Exercise brief — In the press release about the Stanley Hotel's ghosts, print everything from "Noted psychologist and" down to "what to say.", word for word.

Text excerpt —
Tuesday, September 25, 2012

Stanley Hotel's Ghosts Reluctant to Bring Positive Energy to Couples Retreat

From PrWeb:  Stanley Hotel's Ghosts Reluctant to Bring Positive Energy to Couples Retreat

Colorado Springs, CO (PRWEB) September 21, 2012
Like their live counterparts, ghosts are reluctant to change. So much so that they remain largely invisible, often replaying their life-ending tragedies.
People can become glued to the “rear view mirror”, too; looking backward so much that they never see what’s ahead of them. Like ghosts, sometimes couples don’t know there’s a way out of that bind.
Over 16 years of private practice, Kathe Skinner, Certified Relationship Specialist and Marriage & Family therapist, has seen people whose difficulties today result from what happened in the past along with the choice to remain stuck in it. “We can’t do something about what keeps us unhappy unless we recognize and acknowledge that we are indeed unhappy. And you’d be surprised at how many people have no clue there’s a problem and that they’re part of it,” she finishes.
Skinner goes on to say that it isn’t until something attention-getting happens – a spousal affair, an acting-out child, divorce, inability to keep friendships – that a hard look is taken. Skinner thinks that the hard look needs to begin with taking a look in and around yourself.
Noted psychologist and marriage researcher John Gottman’s oft-repeated assertion that it takes 6 years for a couple in trouble to seek help points toward the concept of developing self-awareness before other-awareness can occur. Six years or sixty years can pass before some people are unhappy being unhappy; haunting may develop around people who choose to remain unhappy to the end. What better place than a haunted hotel to talk about that.
“I’m not advocating being trapped in place like a ghost,” Skinner explains, “but I do think that ghosts, in this case ghosts of our past, have a lot to tell us.” There’s no arguing that spirits have had a long time to think about what to say.

Listed entries —
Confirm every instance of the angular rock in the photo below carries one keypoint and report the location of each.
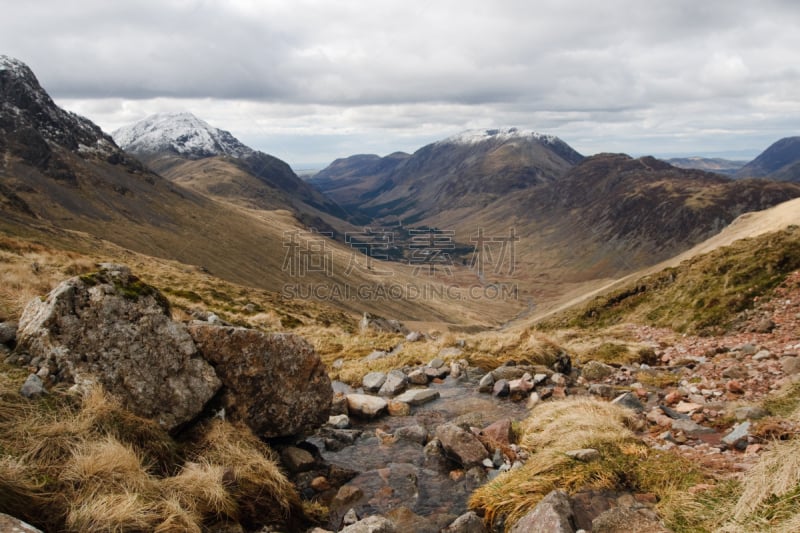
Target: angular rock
(486, 383)
(377, 323)
(584, 454)
(436, 362)
(737, 438)
(750, 412)
(339, 421)
(595, 370)
(415, 433)
(297, 459)
(375, 355)
(273, 382)
(533, 400)
(602, 390)
(396, 382)
(563, 364)
(690, 427)
(763, 355)
(450, 352)
(553, 514)
(418, 396)
(501, 388)
(499, 432)
(507, 373)
(790, 365)
(626, 520)
(371, 524)
(9, 524)
(630, 401)
(521, 386)
(33, 387)
(418, 377)
(373, 381)
(415, 336)
(365, 406)
(111, 329)
(437, 373)
(8, 332)
(466, 523)
(462, 445)
(396, 408)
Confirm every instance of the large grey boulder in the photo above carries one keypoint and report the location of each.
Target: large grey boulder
(553, 514)
(461, 445)
(111, 329)
(273, 382)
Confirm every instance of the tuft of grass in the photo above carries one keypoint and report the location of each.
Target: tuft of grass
(116, 512)
(770, 491)
(262, 491)
(554, 428)
(202, 489)
(703, 295)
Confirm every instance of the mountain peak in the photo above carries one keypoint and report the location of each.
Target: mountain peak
(500, 134)
(181, 133)
(26, 108)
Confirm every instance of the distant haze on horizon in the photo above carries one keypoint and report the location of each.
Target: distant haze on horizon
(311, 81)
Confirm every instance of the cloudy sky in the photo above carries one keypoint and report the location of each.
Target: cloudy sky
(312, 80)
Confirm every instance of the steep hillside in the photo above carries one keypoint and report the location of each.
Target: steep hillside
(349, 179)
(466, 171)
(63, 181)
(705, 294)
(779, 161)
(187, 150)
(727, 167)
(650, 207)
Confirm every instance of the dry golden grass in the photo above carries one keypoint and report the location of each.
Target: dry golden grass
(116, 512)
(770, 492)
(262, 491)
(89, 465)
(554, 428)
(202, 489)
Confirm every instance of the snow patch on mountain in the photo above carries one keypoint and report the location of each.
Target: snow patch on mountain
(499, 134)
(181, 133)
(28, 105)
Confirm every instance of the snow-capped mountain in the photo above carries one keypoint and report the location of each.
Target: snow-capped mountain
(26, 107)
(179, 133)
(500, 135)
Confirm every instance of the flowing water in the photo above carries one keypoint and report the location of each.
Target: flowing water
(398, 479)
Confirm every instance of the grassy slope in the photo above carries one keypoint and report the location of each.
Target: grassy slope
(703, 294)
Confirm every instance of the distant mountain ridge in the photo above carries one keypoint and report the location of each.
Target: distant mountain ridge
(780, 161)
(181, 133)
(467, 170)
(719, 165)
(188, 150)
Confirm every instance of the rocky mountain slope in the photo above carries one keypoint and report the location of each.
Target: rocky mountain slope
(466, 171)
(779, 161)
(189, 151)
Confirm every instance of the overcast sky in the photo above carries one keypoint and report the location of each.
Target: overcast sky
(310, 81)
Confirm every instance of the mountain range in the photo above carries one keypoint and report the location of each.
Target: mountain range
(525, 205)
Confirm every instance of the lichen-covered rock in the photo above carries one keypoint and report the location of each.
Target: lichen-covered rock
(553, 514)
(273, 382)
(110, 328)
(461, 445)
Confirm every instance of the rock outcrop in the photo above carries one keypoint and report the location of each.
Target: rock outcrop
(111, 329)
(273, 382)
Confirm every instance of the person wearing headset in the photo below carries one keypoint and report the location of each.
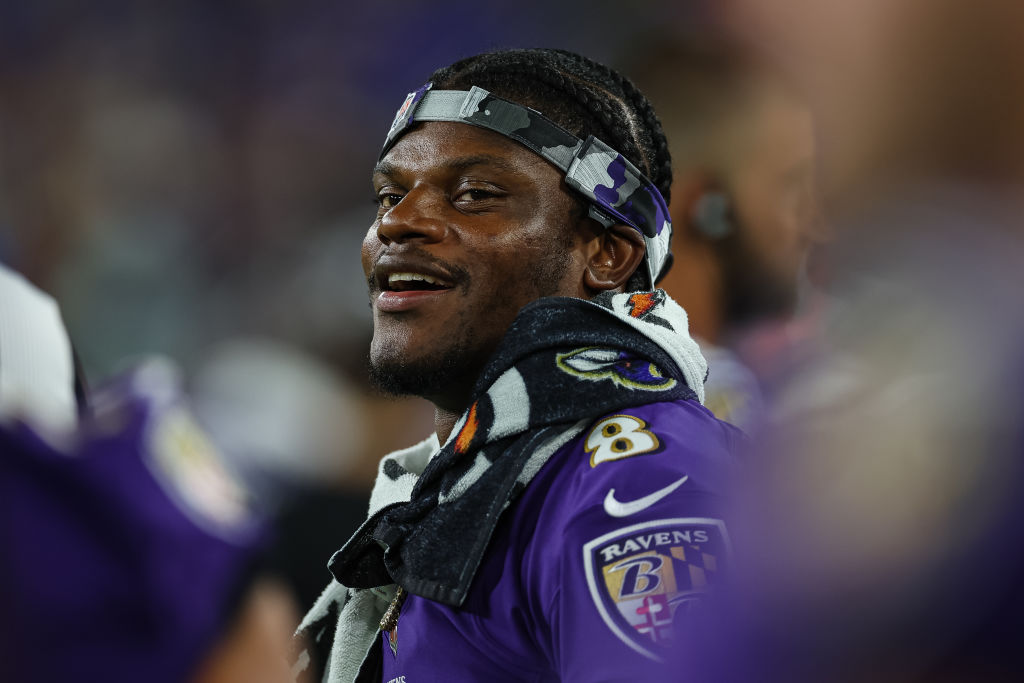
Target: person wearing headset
(744, 201)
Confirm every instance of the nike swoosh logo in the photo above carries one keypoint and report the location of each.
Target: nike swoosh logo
(616, 509)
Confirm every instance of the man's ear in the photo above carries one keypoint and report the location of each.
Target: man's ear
(612, 256)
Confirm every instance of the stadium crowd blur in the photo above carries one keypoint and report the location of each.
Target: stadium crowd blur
(190, 178)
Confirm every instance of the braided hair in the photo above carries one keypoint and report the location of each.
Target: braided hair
(583, 96)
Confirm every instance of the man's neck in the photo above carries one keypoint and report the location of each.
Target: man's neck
(444, 422)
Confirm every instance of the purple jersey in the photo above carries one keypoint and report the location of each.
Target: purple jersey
(590, 567)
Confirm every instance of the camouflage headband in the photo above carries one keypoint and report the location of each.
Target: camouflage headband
(619, 193)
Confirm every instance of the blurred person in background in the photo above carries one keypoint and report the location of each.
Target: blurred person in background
(879, 532)
(744, 203)
(129, 550)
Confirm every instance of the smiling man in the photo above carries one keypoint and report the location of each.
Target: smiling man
(562, 518)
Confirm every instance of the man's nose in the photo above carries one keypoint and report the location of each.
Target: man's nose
(419, 215)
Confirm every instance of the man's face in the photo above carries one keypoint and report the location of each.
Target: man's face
(775, 211)
(471, 227)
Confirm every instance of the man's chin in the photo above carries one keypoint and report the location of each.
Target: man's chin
(422, 377)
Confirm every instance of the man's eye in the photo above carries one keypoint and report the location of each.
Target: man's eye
(387, 200)
(474, 196)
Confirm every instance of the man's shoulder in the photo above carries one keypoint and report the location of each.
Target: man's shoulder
(671, 456)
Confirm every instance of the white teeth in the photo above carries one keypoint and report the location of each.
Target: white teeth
(412, 276)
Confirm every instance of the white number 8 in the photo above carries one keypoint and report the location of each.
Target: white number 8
(619, 436)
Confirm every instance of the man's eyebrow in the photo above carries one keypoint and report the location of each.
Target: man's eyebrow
(388, 169)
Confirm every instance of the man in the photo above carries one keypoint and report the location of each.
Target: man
(743, 204)
(129, 551)
(563, 516)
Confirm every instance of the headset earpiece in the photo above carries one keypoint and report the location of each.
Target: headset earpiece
(713, 215)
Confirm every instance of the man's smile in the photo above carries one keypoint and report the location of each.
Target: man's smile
(402, 283)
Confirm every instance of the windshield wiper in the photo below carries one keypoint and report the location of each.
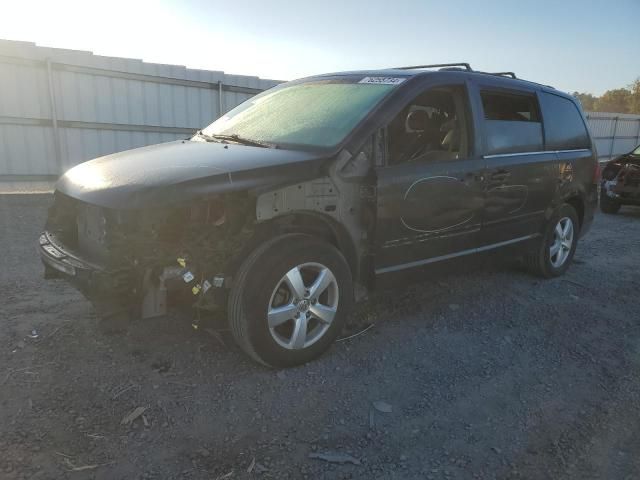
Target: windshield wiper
(238, 139)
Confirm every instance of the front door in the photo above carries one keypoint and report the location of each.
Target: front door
(431, 190)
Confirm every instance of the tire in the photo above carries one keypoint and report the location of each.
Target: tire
(542, 261)
(266, 312)
(608, 205)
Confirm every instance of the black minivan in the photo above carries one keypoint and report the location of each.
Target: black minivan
(288, 209)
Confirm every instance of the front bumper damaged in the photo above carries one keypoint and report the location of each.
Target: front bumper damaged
(61, 262)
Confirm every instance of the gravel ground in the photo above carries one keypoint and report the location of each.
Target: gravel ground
(474, 372)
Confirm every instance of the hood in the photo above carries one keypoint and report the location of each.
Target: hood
(171, 173)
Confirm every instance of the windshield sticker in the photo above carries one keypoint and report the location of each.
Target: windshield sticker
(383, 80)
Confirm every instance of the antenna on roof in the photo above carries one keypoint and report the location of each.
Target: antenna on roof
(466, 66)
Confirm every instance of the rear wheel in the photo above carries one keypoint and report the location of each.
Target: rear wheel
(553, 254)
(289, 300)
(608, 205)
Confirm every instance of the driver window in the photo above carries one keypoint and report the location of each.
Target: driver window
(431, 128)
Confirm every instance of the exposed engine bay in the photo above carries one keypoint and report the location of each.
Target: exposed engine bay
(145, 255)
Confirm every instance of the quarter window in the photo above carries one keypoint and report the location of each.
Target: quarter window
(512, 122)
(507, 107)
(564, 127)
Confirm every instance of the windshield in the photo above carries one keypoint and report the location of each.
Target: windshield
(316, 114)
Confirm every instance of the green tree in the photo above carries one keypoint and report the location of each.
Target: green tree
(634, 106)
(587, 100)
(616, 101)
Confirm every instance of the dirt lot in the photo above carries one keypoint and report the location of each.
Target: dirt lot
(488, 373)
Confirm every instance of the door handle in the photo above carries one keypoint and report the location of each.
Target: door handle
(475, 177)
(500, 175)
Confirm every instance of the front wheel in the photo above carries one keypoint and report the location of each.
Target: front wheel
(289, 300)
(553, 254)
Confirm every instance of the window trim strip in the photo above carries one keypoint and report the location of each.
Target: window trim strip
(505, 155)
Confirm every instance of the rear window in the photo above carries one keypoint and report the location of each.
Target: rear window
(564, 127)
(512, 122)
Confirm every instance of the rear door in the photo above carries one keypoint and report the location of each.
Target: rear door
(430, 191)
(520, 175)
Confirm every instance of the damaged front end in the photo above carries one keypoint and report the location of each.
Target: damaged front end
(143, 260)
(621, 181)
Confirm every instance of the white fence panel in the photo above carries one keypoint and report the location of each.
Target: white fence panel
(613, 133)
(61, 107)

Answer for the task —
Noted psychologist and marriage researcher John Gottman’s oft-repeated assertion that it takes 6 years for a couple in trouble to seek help points toward the concept of developing self-awareness before other-awareness can occur. Six years or sixty years can pass before some people are unhappy being unhappy; haunting may develop around people who choose to remain unhappy to the end. What better place than a haunted hotel to talk about that.
“I’m not advocating being trapped in place like a ghost,” Skinner explains, “but I do think that ghosts, in this case ghosts of our past, have a lot to tell us.” There’s no arguing that spirits have had a long time to think about what to say.